Text segment Block Start
During this practical, we will investigate how to identify eQTLs. To better understand eQTL analysis, we will start by simulating both genotype and expression data. This simulation approach will allow us to understand the structure of the data used for eQTL mapping as well as investigate information relevant to QTL mapping. After performing the simulation, we will investigate the GTEx website and see how eQTLs can be used to investigate genome-wide association study (GWAS) results in real life.

Part 1: eQTL simulation

eQTL mapping

During the lecture, we saw that QTL mapping can be performed using a simple linear regression of the following form:

\[ y=\beta_{0}+\beta_{1}x+\epsilon \]

With:

\(y\): Gene expression for the different individuals measured
\(\beta_{0}\): Intercept (mean gene expression across alleles).
\(\beta_{1}\): Effect of an allele on the gene expression.
\(x\): Genotype value of the different individual measured (0,1 or 2).
\(\epsilon\): Error term of the model

To perform a QTL mapping, we will have to simulate the gene expression \(y\) as well as the genotype \(x\) that will be used to infer the other parameters (\(\beta_0\), \(\beta_1\)).

Genetic data

Before simulating genetic data, we will first gain a better understanding of how genotype data are represented.

Question 1:

Think about a single genetic locus where the allele can either be A or T. How would you represent four individuals whose genotype at this locus are respectively:

Note: there are two possible sets of answers.
Text segment Block End
* What you have to do
In the eQTL practical, what values can an individual's genotype take in the regression model? The rows were drawn from a separate, unrelated source.
Data extracts Block Start
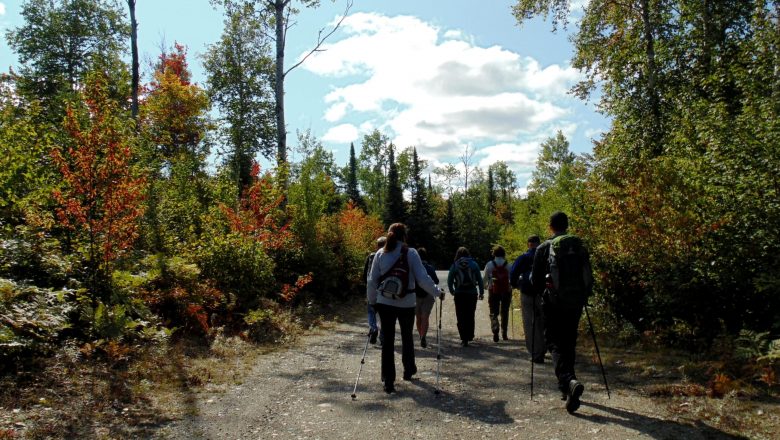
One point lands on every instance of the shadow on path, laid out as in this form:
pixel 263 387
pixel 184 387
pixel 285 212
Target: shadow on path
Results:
pixel 652 426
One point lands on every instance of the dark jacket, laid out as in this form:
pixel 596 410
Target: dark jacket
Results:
pixel 520 274
pixel 466 263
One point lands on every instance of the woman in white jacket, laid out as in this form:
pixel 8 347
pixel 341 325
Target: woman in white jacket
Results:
pixel 395 272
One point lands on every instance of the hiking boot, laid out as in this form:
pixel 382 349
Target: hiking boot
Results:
pixel 573 400
pixel 372 334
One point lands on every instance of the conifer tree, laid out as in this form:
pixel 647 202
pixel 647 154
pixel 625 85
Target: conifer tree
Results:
pixel 353 192
pixel 394 210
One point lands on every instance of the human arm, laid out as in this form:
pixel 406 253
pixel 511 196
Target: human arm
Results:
pixel 420 274
pixel 371 281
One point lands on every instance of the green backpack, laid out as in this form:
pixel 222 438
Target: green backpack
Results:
pixel 570 272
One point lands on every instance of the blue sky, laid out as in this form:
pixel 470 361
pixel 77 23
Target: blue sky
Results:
pixel 440 75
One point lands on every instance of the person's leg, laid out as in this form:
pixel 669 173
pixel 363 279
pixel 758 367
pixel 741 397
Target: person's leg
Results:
pixel 472 310
pixel 372 328
pixel 387 317
pixel 568 341
pixel 553 330
pixel 406 322
pixel 461 306
pixel 506 300
pixel 494 302
pixel 540 347
pixel 527 304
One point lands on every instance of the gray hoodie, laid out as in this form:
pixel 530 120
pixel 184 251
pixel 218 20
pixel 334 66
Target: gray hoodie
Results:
pixel 382 263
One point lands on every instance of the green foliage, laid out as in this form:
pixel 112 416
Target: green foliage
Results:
pixel 240 75
pixel 32 320
pixel 238 266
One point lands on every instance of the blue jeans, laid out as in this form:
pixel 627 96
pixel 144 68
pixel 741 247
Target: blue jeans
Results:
pixel 371 318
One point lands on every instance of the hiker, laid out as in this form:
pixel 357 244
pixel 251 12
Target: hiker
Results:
pixel 373 331
pixel 499 291
pixel 533 321
pixel 562 275
pixel 395 272
pixel 463 280
pixel 424 301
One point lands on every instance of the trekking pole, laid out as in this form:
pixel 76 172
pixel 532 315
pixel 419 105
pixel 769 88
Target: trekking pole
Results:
pixel 533 346
pixel 438 348
pixel 598 354
pixel 362 362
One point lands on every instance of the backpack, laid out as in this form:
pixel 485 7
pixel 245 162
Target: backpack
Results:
pixel 500 279
pixel 464 276
pixel 571 278
pixel 394 283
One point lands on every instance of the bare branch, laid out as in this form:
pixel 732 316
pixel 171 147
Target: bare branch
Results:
pixel 321 39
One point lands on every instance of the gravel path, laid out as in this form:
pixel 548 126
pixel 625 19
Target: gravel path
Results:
pixel 304 393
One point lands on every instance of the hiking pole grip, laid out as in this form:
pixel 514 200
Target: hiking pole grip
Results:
pixel 533 346
pixel 598 353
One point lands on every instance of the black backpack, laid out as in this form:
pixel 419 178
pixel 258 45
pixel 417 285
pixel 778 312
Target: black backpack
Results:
pixel 394 283
pixel 571 278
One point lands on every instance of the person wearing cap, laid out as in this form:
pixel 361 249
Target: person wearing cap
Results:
pixel 373 329
pixel 533 321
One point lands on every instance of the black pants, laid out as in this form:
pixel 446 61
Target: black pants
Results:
pixel 405 317
pixel 560 334
pixel 499 302
pixel 465 307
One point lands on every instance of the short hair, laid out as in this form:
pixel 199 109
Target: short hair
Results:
pixel 559 221
pixel 395 233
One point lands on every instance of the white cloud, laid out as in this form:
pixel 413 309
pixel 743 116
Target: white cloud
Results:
Data extracts Block End
* Solution
0, 1, or 2.